# What you are asked to do:
Arrange every line of the material below as a Markdown table with two columns, "No." for the row number and "Text" for the line itself, skipping any blank lines.

Dataset records:
• • • •

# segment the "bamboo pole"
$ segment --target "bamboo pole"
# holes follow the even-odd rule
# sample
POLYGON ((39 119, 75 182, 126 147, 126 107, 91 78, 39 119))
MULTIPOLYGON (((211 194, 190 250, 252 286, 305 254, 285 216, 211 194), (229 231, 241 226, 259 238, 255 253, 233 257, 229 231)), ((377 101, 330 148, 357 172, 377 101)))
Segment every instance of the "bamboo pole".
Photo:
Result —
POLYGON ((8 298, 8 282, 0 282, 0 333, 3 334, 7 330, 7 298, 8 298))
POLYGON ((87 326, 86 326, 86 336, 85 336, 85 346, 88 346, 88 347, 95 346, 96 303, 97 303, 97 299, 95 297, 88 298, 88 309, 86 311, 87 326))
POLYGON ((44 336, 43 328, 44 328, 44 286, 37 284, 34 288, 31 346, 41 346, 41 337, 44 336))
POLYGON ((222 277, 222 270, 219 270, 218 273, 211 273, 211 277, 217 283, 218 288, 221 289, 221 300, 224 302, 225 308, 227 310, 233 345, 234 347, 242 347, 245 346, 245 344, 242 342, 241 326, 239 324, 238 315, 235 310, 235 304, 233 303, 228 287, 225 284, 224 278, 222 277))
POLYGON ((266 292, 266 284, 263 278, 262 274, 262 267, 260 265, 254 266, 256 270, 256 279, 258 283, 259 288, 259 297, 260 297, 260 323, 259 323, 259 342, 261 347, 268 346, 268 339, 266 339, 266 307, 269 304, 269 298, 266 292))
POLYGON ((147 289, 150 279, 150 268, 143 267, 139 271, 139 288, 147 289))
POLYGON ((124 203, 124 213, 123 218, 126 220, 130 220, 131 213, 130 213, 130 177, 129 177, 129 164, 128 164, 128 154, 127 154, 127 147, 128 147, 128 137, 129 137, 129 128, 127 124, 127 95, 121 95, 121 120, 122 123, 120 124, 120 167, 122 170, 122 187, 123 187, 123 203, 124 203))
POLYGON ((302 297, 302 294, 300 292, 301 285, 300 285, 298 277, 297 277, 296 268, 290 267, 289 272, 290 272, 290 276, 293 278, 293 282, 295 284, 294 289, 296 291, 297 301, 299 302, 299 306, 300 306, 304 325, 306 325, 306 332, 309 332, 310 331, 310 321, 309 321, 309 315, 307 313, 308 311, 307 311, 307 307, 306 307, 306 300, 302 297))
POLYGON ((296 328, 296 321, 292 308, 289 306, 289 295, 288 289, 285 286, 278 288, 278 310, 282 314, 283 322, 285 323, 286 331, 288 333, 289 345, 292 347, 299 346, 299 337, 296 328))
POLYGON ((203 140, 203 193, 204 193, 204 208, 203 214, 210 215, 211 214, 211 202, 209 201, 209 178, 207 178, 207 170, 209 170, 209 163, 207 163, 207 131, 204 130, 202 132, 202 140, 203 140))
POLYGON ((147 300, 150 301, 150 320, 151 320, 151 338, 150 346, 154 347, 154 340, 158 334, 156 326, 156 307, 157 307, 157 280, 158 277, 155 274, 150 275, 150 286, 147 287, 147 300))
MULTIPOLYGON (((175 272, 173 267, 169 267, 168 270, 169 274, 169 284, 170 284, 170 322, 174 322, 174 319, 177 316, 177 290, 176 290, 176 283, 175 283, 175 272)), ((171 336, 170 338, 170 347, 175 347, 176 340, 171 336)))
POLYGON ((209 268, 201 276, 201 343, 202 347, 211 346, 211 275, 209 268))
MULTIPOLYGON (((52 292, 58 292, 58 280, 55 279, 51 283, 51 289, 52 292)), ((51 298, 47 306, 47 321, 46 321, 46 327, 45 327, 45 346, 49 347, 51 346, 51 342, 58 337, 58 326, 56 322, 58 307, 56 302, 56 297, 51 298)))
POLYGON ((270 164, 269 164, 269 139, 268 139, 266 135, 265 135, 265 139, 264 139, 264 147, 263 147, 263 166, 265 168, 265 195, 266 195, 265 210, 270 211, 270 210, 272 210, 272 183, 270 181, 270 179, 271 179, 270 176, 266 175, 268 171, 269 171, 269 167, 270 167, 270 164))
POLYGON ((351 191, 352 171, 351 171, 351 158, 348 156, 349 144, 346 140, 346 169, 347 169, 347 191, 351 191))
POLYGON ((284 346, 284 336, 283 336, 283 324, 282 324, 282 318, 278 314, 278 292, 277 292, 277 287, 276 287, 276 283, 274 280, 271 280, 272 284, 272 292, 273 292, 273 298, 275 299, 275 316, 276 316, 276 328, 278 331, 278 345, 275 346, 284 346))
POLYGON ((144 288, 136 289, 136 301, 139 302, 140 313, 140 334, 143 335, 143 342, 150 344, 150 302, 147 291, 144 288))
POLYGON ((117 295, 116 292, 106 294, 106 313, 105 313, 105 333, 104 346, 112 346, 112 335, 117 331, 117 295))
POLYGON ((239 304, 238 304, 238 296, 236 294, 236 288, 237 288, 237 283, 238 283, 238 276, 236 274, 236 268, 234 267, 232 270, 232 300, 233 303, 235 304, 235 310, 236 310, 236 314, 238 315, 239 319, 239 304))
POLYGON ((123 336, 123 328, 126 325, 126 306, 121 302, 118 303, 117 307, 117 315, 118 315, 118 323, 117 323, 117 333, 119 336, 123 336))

• • • •

# Correct response:
| No. | Text |
|---|---|
| 1 | # segment the "bamboo pole" |
| 2 | $ segment --target "bamboo pole" |
| 3 | # holes follow the even-odd rule |
| 4 | # sample |
| 5 | POLYGON ((39 119, 75 182, 126 147, 126 107, 91 78, 39 119)) |
| 6 | MULTIPOLYGON (((211 194, 190 250, 252 286, 305 254, 285 216, 211 194), (229 231, 241 226, 259 238, 255 253, 233 257, 229 231)), ((377 101, 330 148, 357 172, 377 101))) |
| 7 | Segment every instance of the "bamboo pole". |
| 8 | Photo: |
| 9 | Result — |
| 10 | POLYGON ((8 298, 8 282, 0 282, 0 333, 3 334, 7 330, 7 298, 8 298)) |
| 11 | POLYGON ((87 326, 86 326, 86 336, 85 336, 85 346, 88 346, 88 347, 95 346, 96 303, 97 303, 97 299, 95 297, 88 298, 88 309, 86 311, 87 326)) |
| 12 | POLYGON ((44 336, 43 328, 44 328, 44 286, 37 284, 34 288, 31 346, 41 346, 41 337, 44 336)) |
| 13 | POLYGON ((222 277, 222 270, 219 270, 218 273, 211 273, 211 277, 217 283, 218 288, 221 289, 221 300, 224 302, 225 308, 227 310, 233 345, 234 347, 242 347, 245 346, 245 344, 242 342, 241 326, 239 324, 238 315, 235 310, 235 304, 233 303, 228 287, 225 284, 224 278, 222 277)) |
| 14 | POLYGON ((266 292, 266 284, 263 278, 262 274, 262 267, 260 265, 254 266, 256 270, 256 279, 258 283, 259 288, 259 297, 260 297, 260 323, 259 323, 259 342, 261 347, 268 346, 268 339, 266 339, 266 307, 269 304, 269 298, 266 292)) |
| 15 | POLYGON ((147 289, 150 279, 150 268, 143 267, 139 271, 139 288, 147 289)) |
| 16 | POLYGON ((124 203, 124 213, 123 218, 126 220, 130 220, 131 213, 130 213, 130 177, 129 177, 129 164, 128 164, 128 154, 127 154, 127 147, 128 147, 128 137, 129 137, 129 128, 127 124, 127 95, 121 95, 121 120, 122 123, 120 124, 120 167, 122 170, 122 187, 123 187, 123 203, 124 203)) |
| 17 | POLYGON ((302 297, 302 294, 300 292, 301 285, 300 285, 298 277, 297 277, 296 268, 290 267, 289 272, 290 272, 290 276, 293 278, 293 282, 295 284, 294 289, 296 291, 297 301, 299 302, 299 306, 300 306, 304 325, 306 325, 306 332, 309 332, 310 331, 310 321, 309 321, 309 315, 307 313, 308 311, 307 311, 307 307, 306 307, 306 300, 302 297)) |
| 18 | POLYGON ((296 328, 296 321, 292 308, 289 306, 289 295, 288 289, 285 286, 278 288, 278 310, 282 314, 283 322, 285 323, 286 331, 288 333, 289 345, 292 347, 299 346, 299 337, 296 328)) |
| 19 | POLYGON ((203 140, 203 193, 204 193, 204 208, 203 214, 210 215, 211 214, 211 202, 209 201, 209 178, 207 178, 207 170, 209 170, 209 163, 207 163, 207 131, 204 130, 202 132, 202 140, 203 140)) |
| 20 | POLYGON ((147 300, 150 301, 150 320, 151 320, 151 338, 150 346, 154 347, 154 340, 158 334, 156 326, 156 307, 157 307, 157 280, 158 277, 155 274, 150 275, 150 286, 147 287, 147 300)) |
| 21 | MULTIPOLYGON (((175 272, 173 267, 169 267, 168 270, 169 274, 169 284, 170 284, 170 322, 174 322, 174 319, 177 316, 177 290, 176 290, 176 283, 175 283, 175 272)), ((171 336, 170 338, 170 347, 175 347, 176 340, 171 336))) |
| 22 | POLYGON ((209 268, 201 276, 201 343, 202 347, 211 346, 211 275, 209 268)) |
| 23 | MULTIPOLYGON (((52 292, 58 292, 58 280, 55 279, 51 283, 51 289, 52 292)), ((51 298, 47 306, 47 321, 46 321, 46 327, 45 327, 45 346, 49 347, 51 346, 51 342, 58 337, 58 326, 56 322, 58 307, 56 302, 56 297, 51 298))) |
| 24 | POLYGON ((270 164, 269 164, 269 139, 268 139, 266 135, 265 135, 265 139, 264 139, 264 147, 263 147, 263 166, 265 168, 265 195, 266 195, 265 210, 270 211, 270 210, 272 210, 272 183, 270 181, 270 179, 271 179, 270 176, 266 175, 268 171, 269 171, 269 167, 270 167, 270 164)) |
| 25 | POLYGON ((351 191, 352 171, 351 171, 351 158, 348 156, 349 144, 346 140, 346 169, 347 169, 347 191, 351 191)) |
| 26 | POLYGON ((284 346, 284 336, 283 336, 283 324, 282 324, 282 318, 278 314, 278 292, 277 292, 277 287, 276 287, 276 283, 274 280, 271 280, 272 284, 272 292, 273 292, 273 298, 275 299, 275 316, 276 316, 276 328, 278 331, 278 345, 275 346, 284 346)) |
| 27 | POLYGON ((144 288, 136 289, 136 301, 139 302, 140 313, 140 334, 143 335, 143 342, 150 344, 150 302, 147 291, 144 288)) |
| 28 | POLYGON ((117 295, 116 292, 106 294, 106 313, 105 313, 105 333, 104 346, 112 346, 112 335, 117 331, 117 295)) |
| 29 | POLYGON ((239 304, 238 304, 238 296, 236 294, 236 288, 237 288, 237 283, 238 283, 238 276, 236 274, 236 268, 234 267, 232 270, 232 300, 233 303, 235 304, 235 310, 236 310, 236 314, 238 315, 239 319, 239 304)) |
| 30 | POLYGON ((123 336, 123 328, 126 325, 126 306, 121 302, 118 303, 117 307, 117 315, 118 315, 118 323, 117 323, 117 333, 119 336, 123 336)) |